--- BEGIN ---

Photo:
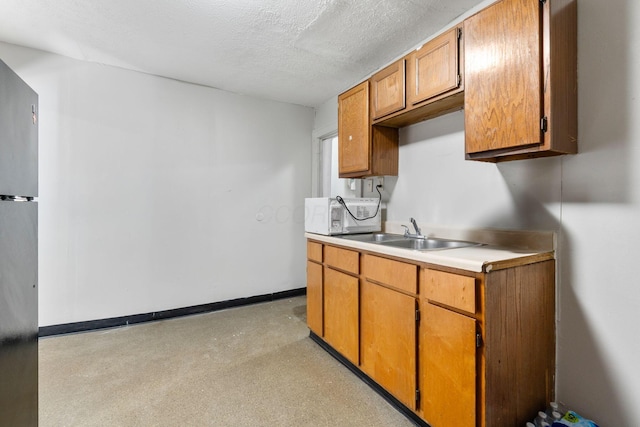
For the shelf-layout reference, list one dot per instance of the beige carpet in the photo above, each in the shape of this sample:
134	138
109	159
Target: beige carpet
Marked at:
247	366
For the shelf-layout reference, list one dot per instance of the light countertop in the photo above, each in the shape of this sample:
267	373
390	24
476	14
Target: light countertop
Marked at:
483	258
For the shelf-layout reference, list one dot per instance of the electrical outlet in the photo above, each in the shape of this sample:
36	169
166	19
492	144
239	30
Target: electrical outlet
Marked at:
369	184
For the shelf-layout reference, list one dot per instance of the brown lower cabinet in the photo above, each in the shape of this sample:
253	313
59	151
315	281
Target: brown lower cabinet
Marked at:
453	347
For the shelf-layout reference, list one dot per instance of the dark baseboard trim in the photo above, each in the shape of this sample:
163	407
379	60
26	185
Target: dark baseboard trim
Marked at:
371	383
70	328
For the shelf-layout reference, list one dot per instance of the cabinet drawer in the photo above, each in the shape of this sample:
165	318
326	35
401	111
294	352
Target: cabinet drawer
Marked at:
314	251
450	289
342	259
397	274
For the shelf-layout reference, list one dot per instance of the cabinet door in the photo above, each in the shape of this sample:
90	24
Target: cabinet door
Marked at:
354	144
314	297
388	340
341	313
447	367
434	68
387	90
503	90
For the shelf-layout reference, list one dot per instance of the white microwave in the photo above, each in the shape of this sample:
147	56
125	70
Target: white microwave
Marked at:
332	216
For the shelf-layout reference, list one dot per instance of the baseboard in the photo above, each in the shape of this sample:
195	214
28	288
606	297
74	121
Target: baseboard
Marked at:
69	328
401	407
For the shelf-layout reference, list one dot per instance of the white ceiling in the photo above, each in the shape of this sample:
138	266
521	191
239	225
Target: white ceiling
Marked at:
298	51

--- END ---

◆ Task details ◆
Can you retype every record above exactly, leaving out the pictures?

◆ Solution to the exercise ◆
Photo:
For the shelf-layout reference, list one dot per instance of the beige carpet in the photo above, each in the shape of this sample:
134	138
109	159
Target: beige carpet
Marked at:
247	366
For the shelf-layout reference, list one dot per instance of the light countertop in the photo above, each in the shape of this sample:
267	373
390	24
476	14
Target: light countertop
Marked at:
483	258
For the shelf-layout reference, list one dot per instance of the electrical outlet in the photo above, each in the shape of this sample:
36	169
166	19
492	144
239	30
Target: electrical outlet
Marked at:
369	184
For the shelf-layout reference, list one dot per instance of the brown lower cabinet in the photo above, each in the shape of this sample:
253	313
59	151
315	281
Target: brown lower cabinet
Marked at:
453	347
For the shelf-layout reference, list one dot per instance of the dark baseboard trim in the photo above, each in the shape of this sample:
163	407
379	60
26	185
Target: dark baseboard trim
Marked at:
371	383
70	328
For the shelf-layout reference, list one dot per instance of the cabinet drawer in the photo above, each in the shape of this sample:
165	318
326	35
401	111
294	352
Target: cabinet drawer
Marked at:
314	251
450	289
342	259
397	274
For the shelf-layout reference, list one dot per instance of the cabinet door in the photo above, each in the shape of this sample:
90	24
Target: cabinet door
Marked at:
354	144
314	297
388	340
341	313
447	367
434	68
387	90
503	90
For the shelf-layout reference, list one dot per instance of the white microwave in the photo above, each in the shape of this sample:
147	56
125	70
Target: white microwave
Marked at:
332	216
For the shelf-layout reference, list one dot per instance of the baseboard in the photo above, each in the shape of this sample:
195	214
28	288
606	297
74	121
Target: baseboard
Marked at:
69	328
401	407
For the shelf-layout reference, list one dot per instance of the white ceiling in the photo above, each in the shape of this sample:
138	266
521	191
239	225
Target: white ceiling
Marked at:
298	51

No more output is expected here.